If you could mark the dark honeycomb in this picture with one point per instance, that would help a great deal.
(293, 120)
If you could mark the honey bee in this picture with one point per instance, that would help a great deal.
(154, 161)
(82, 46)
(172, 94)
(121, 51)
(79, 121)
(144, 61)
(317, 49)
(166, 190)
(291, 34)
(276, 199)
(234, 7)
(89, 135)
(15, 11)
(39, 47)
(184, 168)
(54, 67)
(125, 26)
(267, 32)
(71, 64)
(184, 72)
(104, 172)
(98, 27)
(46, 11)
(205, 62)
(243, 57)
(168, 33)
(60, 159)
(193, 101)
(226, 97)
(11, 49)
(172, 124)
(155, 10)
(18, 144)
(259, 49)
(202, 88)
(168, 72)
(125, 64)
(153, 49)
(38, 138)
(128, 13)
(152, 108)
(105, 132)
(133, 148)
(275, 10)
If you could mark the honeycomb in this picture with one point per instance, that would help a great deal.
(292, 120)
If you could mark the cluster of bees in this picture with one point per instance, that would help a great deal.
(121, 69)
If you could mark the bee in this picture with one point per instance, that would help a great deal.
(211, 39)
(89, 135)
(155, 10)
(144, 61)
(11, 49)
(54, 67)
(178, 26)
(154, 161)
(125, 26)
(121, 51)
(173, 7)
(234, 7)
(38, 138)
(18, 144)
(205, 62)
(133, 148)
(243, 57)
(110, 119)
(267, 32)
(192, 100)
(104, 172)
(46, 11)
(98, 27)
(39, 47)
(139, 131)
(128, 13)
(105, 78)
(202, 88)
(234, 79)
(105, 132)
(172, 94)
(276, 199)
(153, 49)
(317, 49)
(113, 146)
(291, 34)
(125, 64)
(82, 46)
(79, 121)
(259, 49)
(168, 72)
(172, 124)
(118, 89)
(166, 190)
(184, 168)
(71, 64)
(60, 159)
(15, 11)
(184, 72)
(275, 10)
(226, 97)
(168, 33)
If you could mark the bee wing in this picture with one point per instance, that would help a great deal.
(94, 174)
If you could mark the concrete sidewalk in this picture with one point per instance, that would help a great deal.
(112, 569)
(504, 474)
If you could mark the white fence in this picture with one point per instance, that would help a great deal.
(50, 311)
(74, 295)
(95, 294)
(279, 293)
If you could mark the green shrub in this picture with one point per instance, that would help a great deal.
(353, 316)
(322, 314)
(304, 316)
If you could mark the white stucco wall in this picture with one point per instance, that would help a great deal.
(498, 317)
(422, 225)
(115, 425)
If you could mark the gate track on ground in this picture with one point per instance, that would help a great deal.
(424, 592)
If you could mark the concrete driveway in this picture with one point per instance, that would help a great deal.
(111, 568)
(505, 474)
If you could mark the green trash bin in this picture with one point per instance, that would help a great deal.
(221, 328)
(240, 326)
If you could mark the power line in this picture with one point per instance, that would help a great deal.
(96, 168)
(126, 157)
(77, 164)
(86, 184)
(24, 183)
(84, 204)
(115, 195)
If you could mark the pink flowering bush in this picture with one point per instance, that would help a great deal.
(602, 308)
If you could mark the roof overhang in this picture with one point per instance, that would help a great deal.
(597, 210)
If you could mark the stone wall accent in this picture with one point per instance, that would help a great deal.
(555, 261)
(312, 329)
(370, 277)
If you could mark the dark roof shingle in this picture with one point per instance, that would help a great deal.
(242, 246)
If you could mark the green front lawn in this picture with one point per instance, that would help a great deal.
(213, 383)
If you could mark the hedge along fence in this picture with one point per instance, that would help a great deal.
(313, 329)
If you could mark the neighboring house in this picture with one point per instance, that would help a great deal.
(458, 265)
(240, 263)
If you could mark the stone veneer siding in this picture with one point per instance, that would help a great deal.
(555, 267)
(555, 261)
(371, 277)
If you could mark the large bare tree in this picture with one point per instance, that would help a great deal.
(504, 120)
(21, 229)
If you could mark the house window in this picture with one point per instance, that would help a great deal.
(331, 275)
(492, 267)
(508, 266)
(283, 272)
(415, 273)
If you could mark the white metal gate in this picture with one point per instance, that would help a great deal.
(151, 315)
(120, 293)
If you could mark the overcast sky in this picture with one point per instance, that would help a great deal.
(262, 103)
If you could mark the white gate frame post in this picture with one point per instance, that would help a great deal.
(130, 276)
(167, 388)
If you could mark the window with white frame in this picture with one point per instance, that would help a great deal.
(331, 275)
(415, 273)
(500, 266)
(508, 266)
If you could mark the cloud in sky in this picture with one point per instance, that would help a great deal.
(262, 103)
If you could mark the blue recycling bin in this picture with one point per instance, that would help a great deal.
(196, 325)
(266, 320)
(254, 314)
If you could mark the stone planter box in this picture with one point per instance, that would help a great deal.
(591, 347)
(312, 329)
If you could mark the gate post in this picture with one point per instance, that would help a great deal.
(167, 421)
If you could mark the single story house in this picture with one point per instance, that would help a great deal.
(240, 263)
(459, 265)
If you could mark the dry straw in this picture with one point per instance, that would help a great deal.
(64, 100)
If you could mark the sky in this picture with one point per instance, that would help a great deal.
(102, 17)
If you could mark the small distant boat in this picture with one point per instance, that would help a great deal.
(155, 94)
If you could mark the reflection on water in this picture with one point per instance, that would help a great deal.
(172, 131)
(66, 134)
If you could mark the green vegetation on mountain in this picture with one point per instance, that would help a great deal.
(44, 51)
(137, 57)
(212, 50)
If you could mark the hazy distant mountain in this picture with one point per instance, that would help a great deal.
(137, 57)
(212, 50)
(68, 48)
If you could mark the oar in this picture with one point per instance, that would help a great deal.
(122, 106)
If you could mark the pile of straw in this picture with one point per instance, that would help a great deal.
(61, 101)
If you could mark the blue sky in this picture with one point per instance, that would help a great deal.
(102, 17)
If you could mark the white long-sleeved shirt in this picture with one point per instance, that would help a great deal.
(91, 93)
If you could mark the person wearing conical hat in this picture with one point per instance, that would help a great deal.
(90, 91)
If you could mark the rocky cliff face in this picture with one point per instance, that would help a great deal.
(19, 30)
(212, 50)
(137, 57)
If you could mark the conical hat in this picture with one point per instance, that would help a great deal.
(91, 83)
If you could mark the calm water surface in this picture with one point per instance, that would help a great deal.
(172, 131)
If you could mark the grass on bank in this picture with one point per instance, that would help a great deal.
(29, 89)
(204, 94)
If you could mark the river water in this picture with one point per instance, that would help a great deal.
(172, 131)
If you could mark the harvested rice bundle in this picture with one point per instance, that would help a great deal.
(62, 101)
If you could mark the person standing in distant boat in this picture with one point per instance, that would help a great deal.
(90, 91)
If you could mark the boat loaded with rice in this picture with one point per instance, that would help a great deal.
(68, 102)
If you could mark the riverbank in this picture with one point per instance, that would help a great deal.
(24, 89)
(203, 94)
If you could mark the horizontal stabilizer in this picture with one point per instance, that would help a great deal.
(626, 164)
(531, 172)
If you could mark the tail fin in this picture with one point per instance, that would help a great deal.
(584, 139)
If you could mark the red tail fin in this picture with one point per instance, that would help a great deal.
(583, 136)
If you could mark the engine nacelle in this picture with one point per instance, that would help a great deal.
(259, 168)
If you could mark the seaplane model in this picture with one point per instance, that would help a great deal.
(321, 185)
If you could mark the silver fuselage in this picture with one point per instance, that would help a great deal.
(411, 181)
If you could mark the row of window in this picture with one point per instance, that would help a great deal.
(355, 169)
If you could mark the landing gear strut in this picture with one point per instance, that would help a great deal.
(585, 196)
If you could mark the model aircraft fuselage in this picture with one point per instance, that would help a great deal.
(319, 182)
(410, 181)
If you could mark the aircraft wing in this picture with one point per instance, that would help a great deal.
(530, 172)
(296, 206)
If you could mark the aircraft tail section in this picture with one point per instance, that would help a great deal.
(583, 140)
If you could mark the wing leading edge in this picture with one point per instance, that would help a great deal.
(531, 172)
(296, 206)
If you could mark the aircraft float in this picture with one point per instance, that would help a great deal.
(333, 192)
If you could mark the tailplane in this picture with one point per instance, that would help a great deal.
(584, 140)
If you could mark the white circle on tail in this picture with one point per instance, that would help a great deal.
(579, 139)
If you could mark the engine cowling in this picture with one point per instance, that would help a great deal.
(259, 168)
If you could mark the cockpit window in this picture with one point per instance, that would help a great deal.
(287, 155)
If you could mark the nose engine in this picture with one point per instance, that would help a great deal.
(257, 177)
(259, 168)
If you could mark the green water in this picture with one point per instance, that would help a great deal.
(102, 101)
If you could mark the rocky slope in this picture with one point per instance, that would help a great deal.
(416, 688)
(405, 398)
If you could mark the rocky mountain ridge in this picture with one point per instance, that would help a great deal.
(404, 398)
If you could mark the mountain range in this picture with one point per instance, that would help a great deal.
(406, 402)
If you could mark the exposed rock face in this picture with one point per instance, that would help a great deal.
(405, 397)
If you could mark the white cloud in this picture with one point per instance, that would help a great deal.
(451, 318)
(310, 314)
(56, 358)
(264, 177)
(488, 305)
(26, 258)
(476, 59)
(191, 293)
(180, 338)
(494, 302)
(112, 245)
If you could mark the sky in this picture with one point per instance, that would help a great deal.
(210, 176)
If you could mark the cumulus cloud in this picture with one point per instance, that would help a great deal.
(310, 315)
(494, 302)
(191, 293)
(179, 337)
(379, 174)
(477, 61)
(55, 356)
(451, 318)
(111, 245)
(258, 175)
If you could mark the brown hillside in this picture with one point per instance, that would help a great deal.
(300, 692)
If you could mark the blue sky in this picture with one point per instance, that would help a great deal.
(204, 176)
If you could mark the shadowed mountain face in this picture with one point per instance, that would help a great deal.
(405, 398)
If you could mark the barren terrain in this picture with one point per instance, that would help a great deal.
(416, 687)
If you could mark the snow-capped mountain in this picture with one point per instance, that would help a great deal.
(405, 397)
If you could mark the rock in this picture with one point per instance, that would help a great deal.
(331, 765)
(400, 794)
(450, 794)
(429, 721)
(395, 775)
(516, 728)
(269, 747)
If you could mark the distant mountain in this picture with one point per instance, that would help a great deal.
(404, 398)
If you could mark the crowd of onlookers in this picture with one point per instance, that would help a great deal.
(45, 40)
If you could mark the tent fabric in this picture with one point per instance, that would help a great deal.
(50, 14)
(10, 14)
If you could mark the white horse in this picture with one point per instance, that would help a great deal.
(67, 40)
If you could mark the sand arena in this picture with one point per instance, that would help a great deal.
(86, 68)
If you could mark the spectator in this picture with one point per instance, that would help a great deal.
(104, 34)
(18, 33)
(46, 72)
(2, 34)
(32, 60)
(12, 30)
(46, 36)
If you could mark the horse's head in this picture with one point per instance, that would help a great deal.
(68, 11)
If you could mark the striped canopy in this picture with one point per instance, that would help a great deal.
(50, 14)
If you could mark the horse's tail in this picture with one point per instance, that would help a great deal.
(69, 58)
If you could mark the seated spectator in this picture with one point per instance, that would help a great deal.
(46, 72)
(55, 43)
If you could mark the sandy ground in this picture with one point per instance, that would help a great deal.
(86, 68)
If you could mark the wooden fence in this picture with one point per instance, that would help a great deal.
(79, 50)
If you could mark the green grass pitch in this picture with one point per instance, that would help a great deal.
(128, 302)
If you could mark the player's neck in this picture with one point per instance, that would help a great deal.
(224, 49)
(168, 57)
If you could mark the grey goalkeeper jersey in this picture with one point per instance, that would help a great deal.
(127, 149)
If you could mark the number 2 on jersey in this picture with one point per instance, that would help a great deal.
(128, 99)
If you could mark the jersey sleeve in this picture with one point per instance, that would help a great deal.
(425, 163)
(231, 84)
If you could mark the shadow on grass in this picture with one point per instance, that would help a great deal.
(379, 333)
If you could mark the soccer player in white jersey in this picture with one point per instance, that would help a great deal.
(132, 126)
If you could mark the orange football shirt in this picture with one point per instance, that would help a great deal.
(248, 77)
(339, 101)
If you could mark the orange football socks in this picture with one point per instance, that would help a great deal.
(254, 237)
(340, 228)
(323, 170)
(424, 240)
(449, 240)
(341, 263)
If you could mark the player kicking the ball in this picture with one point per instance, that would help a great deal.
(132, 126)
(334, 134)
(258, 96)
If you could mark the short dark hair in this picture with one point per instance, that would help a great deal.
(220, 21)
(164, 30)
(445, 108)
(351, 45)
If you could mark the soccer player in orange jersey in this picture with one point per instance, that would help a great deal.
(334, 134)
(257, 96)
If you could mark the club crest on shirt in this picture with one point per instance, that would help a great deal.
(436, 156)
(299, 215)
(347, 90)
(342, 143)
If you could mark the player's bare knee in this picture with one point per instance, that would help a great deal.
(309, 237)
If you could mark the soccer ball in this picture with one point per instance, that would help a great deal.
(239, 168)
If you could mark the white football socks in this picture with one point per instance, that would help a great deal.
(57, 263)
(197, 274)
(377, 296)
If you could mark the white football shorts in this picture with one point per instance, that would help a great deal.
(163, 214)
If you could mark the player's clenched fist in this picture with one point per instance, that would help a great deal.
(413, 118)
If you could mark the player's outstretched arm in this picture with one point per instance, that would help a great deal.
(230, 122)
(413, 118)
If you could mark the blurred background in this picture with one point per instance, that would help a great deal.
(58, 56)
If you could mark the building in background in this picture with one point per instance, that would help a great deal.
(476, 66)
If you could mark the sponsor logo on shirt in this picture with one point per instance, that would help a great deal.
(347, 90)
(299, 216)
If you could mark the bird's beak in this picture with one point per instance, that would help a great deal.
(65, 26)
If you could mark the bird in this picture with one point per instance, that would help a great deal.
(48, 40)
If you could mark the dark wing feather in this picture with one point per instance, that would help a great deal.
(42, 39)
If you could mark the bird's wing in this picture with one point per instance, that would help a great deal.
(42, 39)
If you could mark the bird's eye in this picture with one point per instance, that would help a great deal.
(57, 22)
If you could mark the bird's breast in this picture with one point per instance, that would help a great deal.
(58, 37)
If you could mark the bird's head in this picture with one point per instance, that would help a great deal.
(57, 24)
== == ==
▸ **Aim of the task**: Transcribe only the trailing portion of the entries above: the line that contains "If you could mark the soccer ball" and each line after it.

▸ **Exercise answer**:
If you could mark the soccer ball in this picture with one point per instance, that would help a great deal.
(239, 168)
If you could mark the white football socks in this picture with one point per instance, that would help a great deal.
(57, 263)
(197, 274)
(377, 296)
If you could mark the white football shorts in this picture with one point per instance, that would help a great deal.
(163, 214)
If you could mark the player's clenched fist in this picture with one point per instance, that would help a great deal.
(413, 118)
If you could mark the player's outstretched arm in this picture with one point per instance, that would help a great deal.
(230, 122)
(413, 118)
If you could mark the blurred background in this picture with one point per instance, that would help a great deal.
(58, 56)
If you could mark the building in background in this picture with one point per instance, that would help a great deal.
(476, 66)
If you could mark the sponsor logo on shirt in this picture with one point per instance, that would help a great deal.
(347, 90)
(299, 216)
If you could mark the bird's beak in this picture with one point per instance, that would help a great deal.
(65, 26)
If you could mark the bird in this picture with one point per instance, that would help a great deal.
(48, 40)
If you could mark the dark wing feather in this picture with one point per instance, that would help a great deal.
(42, 39)
If you could mark the bird's wing in this picture with one point per instance, that would help a great deal.
(42, 39)
If you could mark the bird's eye in this picture with one point per instance, that would help a great deal.
(57, 22)
If you could mark the bird's breast in this picture with one point per instance, that would help a great deal.
(58, 37)
If you could mark the bird's head in this picture with one point per instance, that would help a great deal.
(57, 24)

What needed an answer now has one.